SET PROBLEM: Rewrite the listing below with every occurrence of "integer pixel coordinates" changed to "whole-number pixel coordinates" and everything else unchanged. Leave the pictures out.

DATASET CONTENT:
>>>

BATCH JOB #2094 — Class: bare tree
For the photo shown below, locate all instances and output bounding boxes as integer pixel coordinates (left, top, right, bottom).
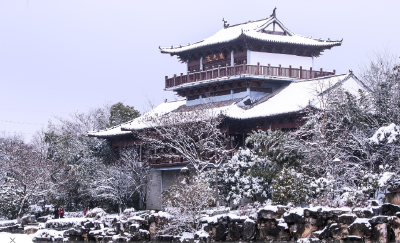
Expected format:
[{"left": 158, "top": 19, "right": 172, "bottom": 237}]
[
  {"left": 0, "top": 136, "right": 58, "bottom": 222},
  {"left": 91, "top": 147, "right": 150, "bottom": 214}
]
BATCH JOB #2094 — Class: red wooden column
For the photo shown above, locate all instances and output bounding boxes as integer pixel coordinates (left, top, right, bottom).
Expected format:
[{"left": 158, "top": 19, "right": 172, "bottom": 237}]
[
  {"left": 300, "top": 66, "right": 303, "bottom": 79},
  {"left": 278, "top": 64, "right": 282, "bottom": 76}
]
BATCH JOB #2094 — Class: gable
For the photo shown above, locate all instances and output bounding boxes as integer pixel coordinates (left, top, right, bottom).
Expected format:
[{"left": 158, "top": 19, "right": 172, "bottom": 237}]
[{"left": 258, "top": 21, "right": 287, "bottom": 35}]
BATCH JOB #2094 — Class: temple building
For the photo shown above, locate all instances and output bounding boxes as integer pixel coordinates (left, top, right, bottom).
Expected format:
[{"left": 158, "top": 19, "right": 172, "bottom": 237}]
[{"left": 89, "top": 10, "right": 365, "bottom": 209}]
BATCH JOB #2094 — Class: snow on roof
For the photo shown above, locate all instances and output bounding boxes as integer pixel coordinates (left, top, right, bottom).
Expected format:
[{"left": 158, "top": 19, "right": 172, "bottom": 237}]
[
  {"left": 89, "top": 73, "right": 365, "bottom": 137},
  {"left": 160, "top": 17, "right": 342, "bottom": 54},
  {"left": 88, "top": 99, "right": 186, "bottom": 138},
  {"left": 227, "top": 74, "right": 361, "bottom": 119}
]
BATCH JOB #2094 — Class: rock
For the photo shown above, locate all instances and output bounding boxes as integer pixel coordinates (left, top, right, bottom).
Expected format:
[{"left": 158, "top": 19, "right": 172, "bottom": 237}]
[
  {"left": 149, "top": 222, "right": 156, "bottom": 240},
  {"left": 310, "top": 226, "right": 332, "bottom": 240},
  {"left": 304, "top": 208, "right": 322, "bottom": 219},
  {"left": 24, "top": 227, "right": 39, "bottom": 235},
  {"left": 36, "top": 217, "right": 48, "bottom": 223},
  {"left": 381, "top": 203, "right": 400, "bottom": 216},
  {"left": 21, "top": 215, "right": 36, "bottom": 227},
  {"left": 242, "top": 220, "right": 256, "bottom": 241},
  {"left": 283, "top": 212, "right": 305, "bottom": 223},
  {"left": 213, "top": 224, "right": 227, "bottom": 241},
  {"left": 338, "top": 214, "right": 357, "bottom": 224},
  {"left": 329, "top": 223, "right": 349, "bottom": 240},
  {"left": 345, "top": 235, "right": 364, "bottom": 242},
  {"left": 228, "top": 222, "right": 243, "bottom": 240},
  {"left": 353, "top": 208, "right": 375, "bottom": 218},
  {"left": 391, "top": 215, "right": 400, "bottom": 242},
  {"left": 84, "top": 222, "right": 94, "bottom": 229},
  {"left": 373, "top": 223, "right": 390, "bottom": 243},
  {"left": 289, "top": 224, "right": 311, "bottom": 239},
  {"left": 349, "top": 218, "right": 372, "bottom": 238},
  {"left": 300, "top": 223, "right": 318, "bottom": 238},
  {"left": 369, "top": 216, "right": 392, "bottom": 225},
  {"left": 258, "top": 206, "right": 287, "bottom": 219},
  {"left": 129, "top": 224, "right": 139, "bottom": 234}
]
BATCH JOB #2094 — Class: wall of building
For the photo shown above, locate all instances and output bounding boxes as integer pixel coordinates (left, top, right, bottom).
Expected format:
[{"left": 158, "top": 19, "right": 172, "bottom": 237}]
[
  {"left": 247, "top": 51, "right": 312, "bottom": 69},
  {"left": 146, "top": 170, "right": 161, "bottom": 210}
]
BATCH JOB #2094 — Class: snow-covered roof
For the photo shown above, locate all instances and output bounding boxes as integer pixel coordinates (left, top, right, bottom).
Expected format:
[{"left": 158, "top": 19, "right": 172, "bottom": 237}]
[
  {"left": 89, "top": 72, "right": 367, "bottom": 137},
  {"left": 227, "top": 73, "right": 365, "bottom": 119},
  {"left": 160, "top": 17, "right": 342, "bottom": 55}
]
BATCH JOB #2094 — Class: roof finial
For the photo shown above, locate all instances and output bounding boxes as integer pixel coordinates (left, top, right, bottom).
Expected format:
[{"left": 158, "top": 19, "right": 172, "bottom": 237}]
[
  {"left": 222, "top": 18, "right": 229, "bottom": 29},
  {"left": 269, "top": 7, "right": 276, "bottom": 18}
]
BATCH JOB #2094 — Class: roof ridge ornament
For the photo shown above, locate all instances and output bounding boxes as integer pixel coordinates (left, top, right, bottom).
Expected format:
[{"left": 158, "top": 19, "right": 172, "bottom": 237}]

<<<

EXPECTED ANSWER:
BATCH JOB #2094 — Class: bare tree
For the photo shown below, locate all instances and output bounding boxes as whole-number pixel coordinates (left, top, right, bottom).
Expected format:
[{"left": 158, "top": 19, "right": 172, "bottom": 237}]
[
  {"left": 0, "top": 136, "right": 58, "bottom": 222},
  {"left": 91, "top": 147, "right": 150, "bottom": 214}
]
BATCH JOB #2094 — Class: red wooden column
For the photo shown above, locate all instances and output bounding boxes as whole-number pixel coordinates (left, top, right, bottom).
Expected format:
[{"left": 158, "top": 19, "right": 172, "bottom": 237}]
[
  {"left": 300, "top": 66, "right": 303, "bottom": 79},
  {"left": 278, "top": 64, "right": 282, "bottom": 76}
]
BATCH JOB #2094 — Class: gable
For the photo shown above, locate all instances and output bounding boxes as whole-number pixel coordinates (left, top, right, bottom).
Expected format:
[{"left": 158, "top": 19, "right": 172, "bottom": 237}]
[{"left": 258, "top": 21, "right": 287, "bottom": 35}]
BATCH JOB #2094 — Class: temple building
For the photo shown above, locate all instances and output bounding boxes as whole-number pixel coordinates (left, top, right, bottom).
Expected format:
[{"left": 158, "top": 19, "right": 172, "bottom": 237}]
[{"left": 89, "top": 10, "right": 365, "bottom": 209}]
BATCH JOB #2094 — Class: snow on roof
For the photo shown above, locate all instances and output bounding boxes as whole-number pixel coordinates (left, top, right, bottom).
Expected format:
[{"left": 158, "top": 19, "right": 172, "bottom": 237}]
[
  {"left": 89, "top": 73, "right": 365, "bottom": 137},
  {"left": 160, "top": 17, "right": 342, "bottom": 54},
  {"left": 88, "top": 99, "right": 186, "bottom": 138},
  {"left": 227, "top": 74, "right": 361, "bottom": 119}
]
BATCH JOB #2094 — Class: rock
For the photo shown above, locate all instances and output bounding boxes as whole-number pixel coordinates (left, top, right, bottom).
Expected format:
[{"left": 158, "top": 19, "right": 172, "bottom": 237}]
[
  {"left": 149, "top": 222, "right": 156, "bottom": 240},
  {"left": 310, "top": 226, "right": 332, "bottom": 240},
  {"left": 304, "top": 208, "right": 322, "bottom": 219},
  {"left": 24, "top": 227, "right": 39, "bottom": 235},
  {"left": 36, "top": 217, "right": 48, "bottom": 223},
  {"left": 381, "top": 203, "right": 400, "bottom": 216},
  {"left": 21, "top": 215, "right": 36, "bottom": 227},
  {"left": 242, "top": 220, "right": 256, "bottom": 241},
  {"left": 283, "top": 212, "right": 305, "bottom": 223},
  {"left": 213, "top": 224, "right": 227, "bottom": 241},
  {"left": 338, "top": 214, "right": 357, "bottom": 224},
  {"left": 329, "top": 223, "right": 349, "bottom": 240},
  {"left": 345, "top": 235, "right": 364, "bottom": 242},
  {"left": 228, "top": 222, "right": 243, "bottom": 240},
  {"left": 353, "top": 208, "right": 375, "bottom": 218},
  {"left": 391, "top": 215, "right": 400, "bottom": 242},
  {"left": 84, "top": 222, "right": 94, "bottom": 229},
  {"left": 373, "top": 223, "right": 390, "bottom": 243},
  {"left": 289, "top": 224, "right": 311, "bottom": 239},
  {"left": 349, "top": 218, "right": 372, "bottom": 238},
  {"left": 300, "top": 223, "right": 318, "bottom": 238},
  {"left": 369, "top": 216, "right": 392, "bottom": 225},
  {"left": 258, "top": 206, "right": 287, "bottom": 219},
  {"left": 129, "top": 224, "right": 139, "bottom": 234}
]
BATCH JOB #2094 — Class: wall of building
For the photo shown above, locate all instances and output bounding boxes as whole-number pixel coordinates (left, top, right, bottom).
Expected format:
[{"left": 158, "top": 19, "right": 172, "bottom": 237}]
[
  {"left": 247, "top": 51, "right": 312, "bottom": 69},
  {"left": 146, "top": 170, "right": 161, "bottom": 210}
]
BATCH JOB #2094 — Class: snow-covered roof
For the photo shown above, locate all instances and output bounding boxes as whole-number pixel coordinates (left, top, right, bottom).
Expected format:
[{"left": 158, "top": 19, "right": 172, "bottom": 237}]
[
  {"left": 89, "top": 72, "right": 367, "bottom": 137},
  {"left": 227, "top": 73, "right": 365, "bottom": 119},
  {"left": 160, "top": 17, "right": 342, "bottom": 55}
]
BATCH JOB #2094 — Class: roof finial
For the photo shown above, locate all instances and output bounding boxes as whole-number pixel coordinates (left, top, right, bottom).
Expected format:
[{"left": 158, "top": 19, "right": 172, "bottom": 237}]
[
  {"left": 222, "top": 18, "right": 229, "bottom": 29},
  {"left": 269, "top": 7, "right": 276, "bottom": 18}
]
BATCH JOB #2094 — Class: roof ridge ornament
For the photo shown above, locate all instances and output bounding boxes as whole-number pixel coordinates (left, top, right, bottom).
Expected format:
[{"left": 158, "top": 19, "right": 172, "bottom": 237}]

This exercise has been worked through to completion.